• **WHAT YOU SHOULD DO**
Lines from the entries below that hold "mountain" form the answer; copy all of them.

____

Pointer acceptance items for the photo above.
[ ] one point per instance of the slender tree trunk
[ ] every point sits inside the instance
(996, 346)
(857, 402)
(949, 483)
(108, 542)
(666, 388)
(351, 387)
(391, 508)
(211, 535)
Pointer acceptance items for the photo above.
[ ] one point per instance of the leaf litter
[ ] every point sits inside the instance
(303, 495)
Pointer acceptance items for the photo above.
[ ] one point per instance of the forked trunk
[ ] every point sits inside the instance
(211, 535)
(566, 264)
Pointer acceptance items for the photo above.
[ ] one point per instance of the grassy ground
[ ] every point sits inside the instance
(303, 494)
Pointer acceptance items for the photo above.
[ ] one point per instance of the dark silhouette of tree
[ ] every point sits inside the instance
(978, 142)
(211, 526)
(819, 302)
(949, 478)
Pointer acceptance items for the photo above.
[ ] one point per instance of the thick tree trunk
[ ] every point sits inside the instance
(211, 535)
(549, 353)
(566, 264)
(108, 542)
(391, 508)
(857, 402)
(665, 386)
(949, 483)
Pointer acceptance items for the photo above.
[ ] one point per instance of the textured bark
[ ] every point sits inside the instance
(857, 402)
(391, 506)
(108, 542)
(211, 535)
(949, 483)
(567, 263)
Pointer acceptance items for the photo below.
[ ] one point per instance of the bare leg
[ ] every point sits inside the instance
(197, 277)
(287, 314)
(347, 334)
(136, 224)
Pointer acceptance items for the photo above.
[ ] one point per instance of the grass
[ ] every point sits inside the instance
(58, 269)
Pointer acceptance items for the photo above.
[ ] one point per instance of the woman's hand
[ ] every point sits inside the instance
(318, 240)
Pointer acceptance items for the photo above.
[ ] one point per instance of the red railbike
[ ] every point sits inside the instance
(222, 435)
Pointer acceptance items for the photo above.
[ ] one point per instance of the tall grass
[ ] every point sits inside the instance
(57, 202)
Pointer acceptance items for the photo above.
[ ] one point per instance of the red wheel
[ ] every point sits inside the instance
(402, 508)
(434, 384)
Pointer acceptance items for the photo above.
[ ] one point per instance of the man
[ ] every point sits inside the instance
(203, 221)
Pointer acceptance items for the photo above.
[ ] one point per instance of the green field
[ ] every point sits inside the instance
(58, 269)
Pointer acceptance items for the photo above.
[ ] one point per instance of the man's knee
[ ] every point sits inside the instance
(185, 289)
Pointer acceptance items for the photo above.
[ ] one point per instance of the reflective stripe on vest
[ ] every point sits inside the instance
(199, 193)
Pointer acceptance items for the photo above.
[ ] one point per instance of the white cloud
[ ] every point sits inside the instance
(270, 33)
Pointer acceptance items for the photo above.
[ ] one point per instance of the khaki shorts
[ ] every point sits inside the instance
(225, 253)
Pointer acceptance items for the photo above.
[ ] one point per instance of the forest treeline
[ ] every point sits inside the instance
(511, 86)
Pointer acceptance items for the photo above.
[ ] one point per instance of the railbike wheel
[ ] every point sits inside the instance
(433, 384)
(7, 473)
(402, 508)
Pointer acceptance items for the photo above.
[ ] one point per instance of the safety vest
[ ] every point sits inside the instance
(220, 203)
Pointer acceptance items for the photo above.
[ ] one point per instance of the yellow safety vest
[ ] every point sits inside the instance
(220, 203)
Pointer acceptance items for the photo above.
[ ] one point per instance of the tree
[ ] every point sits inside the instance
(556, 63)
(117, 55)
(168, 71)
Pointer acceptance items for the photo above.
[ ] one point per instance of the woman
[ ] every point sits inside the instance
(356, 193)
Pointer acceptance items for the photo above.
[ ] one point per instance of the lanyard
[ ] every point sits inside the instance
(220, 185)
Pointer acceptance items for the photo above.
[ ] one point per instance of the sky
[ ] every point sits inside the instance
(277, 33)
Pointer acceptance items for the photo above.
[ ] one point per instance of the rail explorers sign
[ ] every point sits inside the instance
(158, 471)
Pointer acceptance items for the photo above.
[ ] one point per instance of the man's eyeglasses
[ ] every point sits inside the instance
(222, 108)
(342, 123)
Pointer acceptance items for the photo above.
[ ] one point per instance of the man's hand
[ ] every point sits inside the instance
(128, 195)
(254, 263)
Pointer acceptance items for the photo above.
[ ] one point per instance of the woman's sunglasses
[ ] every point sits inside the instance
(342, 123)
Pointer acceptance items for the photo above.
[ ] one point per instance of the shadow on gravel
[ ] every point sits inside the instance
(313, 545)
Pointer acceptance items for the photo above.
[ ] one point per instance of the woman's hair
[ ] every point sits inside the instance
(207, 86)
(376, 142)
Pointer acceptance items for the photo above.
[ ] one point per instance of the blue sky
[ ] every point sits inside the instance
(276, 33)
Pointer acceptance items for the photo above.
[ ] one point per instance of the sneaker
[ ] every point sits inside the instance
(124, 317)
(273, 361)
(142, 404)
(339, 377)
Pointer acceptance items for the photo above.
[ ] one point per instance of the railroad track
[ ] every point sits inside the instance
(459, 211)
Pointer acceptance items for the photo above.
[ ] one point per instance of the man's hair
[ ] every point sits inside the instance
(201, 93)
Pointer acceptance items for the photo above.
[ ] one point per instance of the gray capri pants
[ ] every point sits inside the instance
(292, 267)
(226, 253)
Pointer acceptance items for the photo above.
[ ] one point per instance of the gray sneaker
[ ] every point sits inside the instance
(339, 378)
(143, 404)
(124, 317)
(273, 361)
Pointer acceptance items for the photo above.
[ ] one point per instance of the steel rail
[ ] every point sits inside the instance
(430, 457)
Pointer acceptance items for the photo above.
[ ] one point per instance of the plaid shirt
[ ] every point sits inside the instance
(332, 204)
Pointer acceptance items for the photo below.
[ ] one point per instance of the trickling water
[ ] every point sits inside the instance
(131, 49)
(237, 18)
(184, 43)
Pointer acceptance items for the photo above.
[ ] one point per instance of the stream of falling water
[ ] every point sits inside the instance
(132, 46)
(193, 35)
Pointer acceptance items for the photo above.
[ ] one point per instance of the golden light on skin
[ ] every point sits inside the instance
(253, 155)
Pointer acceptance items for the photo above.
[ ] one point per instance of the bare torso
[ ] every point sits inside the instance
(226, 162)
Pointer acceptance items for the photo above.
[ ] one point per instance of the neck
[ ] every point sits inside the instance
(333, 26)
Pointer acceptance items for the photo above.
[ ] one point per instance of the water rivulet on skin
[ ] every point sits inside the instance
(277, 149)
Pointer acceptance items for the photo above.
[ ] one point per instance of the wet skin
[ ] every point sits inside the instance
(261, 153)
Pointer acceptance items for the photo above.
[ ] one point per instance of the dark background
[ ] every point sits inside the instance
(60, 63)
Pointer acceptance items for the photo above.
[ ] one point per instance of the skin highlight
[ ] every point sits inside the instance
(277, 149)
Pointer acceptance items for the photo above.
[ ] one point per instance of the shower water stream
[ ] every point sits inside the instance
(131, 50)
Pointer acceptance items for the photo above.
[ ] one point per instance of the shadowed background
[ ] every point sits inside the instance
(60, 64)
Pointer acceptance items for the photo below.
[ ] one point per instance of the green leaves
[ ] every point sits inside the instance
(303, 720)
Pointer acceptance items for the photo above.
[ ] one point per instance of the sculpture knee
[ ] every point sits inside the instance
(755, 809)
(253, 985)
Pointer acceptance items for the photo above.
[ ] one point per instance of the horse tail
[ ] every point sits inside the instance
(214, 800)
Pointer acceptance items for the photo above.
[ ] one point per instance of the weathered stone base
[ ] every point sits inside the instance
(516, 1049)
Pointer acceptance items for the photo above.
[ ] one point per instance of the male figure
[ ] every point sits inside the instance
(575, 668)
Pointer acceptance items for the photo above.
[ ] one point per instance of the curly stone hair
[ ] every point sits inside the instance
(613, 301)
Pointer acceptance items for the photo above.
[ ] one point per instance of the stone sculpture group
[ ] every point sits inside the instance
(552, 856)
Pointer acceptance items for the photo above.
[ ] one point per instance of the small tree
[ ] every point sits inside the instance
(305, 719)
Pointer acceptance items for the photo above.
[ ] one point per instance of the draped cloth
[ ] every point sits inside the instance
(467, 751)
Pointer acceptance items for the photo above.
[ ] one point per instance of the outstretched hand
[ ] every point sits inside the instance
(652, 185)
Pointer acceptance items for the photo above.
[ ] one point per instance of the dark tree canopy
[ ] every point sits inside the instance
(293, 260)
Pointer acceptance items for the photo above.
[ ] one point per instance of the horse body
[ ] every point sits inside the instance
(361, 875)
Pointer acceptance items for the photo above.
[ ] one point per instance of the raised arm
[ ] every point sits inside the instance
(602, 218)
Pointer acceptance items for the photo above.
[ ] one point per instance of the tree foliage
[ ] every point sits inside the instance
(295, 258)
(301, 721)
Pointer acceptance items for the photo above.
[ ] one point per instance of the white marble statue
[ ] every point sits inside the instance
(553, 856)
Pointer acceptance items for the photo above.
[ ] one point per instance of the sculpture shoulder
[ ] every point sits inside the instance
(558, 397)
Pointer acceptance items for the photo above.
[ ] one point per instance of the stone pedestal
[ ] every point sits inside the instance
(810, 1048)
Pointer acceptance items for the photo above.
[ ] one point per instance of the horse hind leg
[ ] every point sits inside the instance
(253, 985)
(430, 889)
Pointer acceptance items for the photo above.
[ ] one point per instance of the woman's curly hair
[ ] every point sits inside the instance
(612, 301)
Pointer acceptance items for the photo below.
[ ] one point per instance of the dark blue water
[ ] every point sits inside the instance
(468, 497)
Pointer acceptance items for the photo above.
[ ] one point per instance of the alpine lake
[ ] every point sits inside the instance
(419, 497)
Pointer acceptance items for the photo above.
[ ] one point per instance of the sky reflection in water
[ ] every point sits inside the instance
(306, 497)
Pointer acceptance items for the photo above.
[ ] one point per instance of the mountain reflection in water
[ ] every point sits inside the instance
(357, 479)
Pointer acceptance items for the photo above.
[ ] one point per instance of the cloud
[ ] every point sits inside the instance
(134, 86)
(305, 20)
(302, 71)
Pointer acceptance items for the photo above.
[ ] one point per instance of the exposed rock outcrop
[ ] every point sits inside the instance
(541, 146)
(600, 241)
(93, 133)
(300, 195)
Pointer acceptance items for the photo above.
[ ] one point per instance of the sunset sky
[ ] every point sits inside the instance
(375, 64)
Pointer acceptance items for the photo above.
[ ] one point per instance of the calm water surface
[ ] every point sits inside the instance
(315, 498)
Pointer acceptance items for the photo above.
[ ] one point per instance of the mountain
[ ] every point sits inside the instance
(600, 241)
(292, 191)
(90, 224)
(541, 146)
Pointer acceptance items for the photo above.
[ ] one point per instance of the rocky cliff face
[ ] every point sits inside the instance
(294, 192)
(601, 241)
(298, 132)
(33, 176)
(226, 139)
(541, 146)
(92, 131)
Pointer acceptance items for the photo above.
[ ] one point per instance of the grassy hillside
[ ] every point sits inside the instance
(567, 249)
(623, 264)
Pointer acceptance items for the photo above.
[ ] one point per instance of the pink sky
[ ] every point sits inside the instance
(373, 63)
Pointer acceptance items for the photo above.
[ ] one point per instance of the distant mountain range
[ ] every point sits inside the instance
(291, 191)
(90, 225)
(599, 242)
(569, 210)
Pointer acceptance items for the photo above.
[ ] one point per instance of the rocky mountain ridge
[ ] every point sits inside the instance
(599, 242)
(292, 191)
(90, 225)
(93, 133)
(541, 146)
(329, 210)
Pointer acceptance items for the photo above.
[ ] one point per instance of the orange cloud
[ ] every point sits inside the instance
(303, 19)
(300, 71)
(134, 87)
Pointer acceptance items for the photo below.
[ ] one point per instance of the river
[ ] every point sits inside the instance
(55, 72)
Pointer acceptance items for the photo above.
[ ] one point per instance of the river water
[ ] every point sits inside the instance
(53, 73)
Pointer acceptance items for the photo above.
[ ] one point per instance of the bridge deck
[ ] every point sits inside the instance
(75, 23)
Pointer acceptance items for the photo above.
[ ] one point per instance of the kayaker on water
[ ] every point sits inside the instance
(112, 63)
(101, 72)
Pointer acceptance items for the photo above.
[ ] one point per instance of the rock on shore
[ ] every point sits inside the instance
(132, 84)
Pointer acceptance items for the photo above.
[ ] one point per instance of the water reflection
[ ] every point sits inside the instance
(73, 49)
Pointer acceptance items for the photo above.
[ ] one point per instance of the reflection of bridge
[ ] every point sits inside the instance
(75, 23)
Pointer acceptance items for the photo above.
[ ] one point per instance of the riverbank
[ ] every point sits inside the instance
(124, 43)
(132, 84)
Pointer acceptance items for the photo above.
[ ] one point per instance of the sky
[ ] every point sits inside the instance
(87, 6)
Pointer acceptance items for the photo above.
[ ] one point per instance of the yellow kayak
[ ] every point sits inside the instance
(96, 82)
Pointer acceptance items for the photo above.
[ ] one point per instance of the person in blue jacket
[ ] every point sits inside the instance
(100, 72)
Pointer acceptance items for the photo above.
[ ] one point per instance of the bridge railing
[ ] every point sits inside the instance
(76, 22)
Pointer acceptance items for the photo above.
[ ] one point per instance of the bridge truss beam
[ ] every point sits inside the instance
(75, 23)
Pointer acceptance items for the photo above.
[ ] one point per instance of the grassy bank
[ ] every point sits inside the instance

____

• **RESULT FOR THIS TASK**
[ ] one point per instance of the mountain reflection in water
[ ] one point per instance of the mountain
[ ] one point per instance of the distant mountain range
[ ] one point per instance of the rocky mountain ridge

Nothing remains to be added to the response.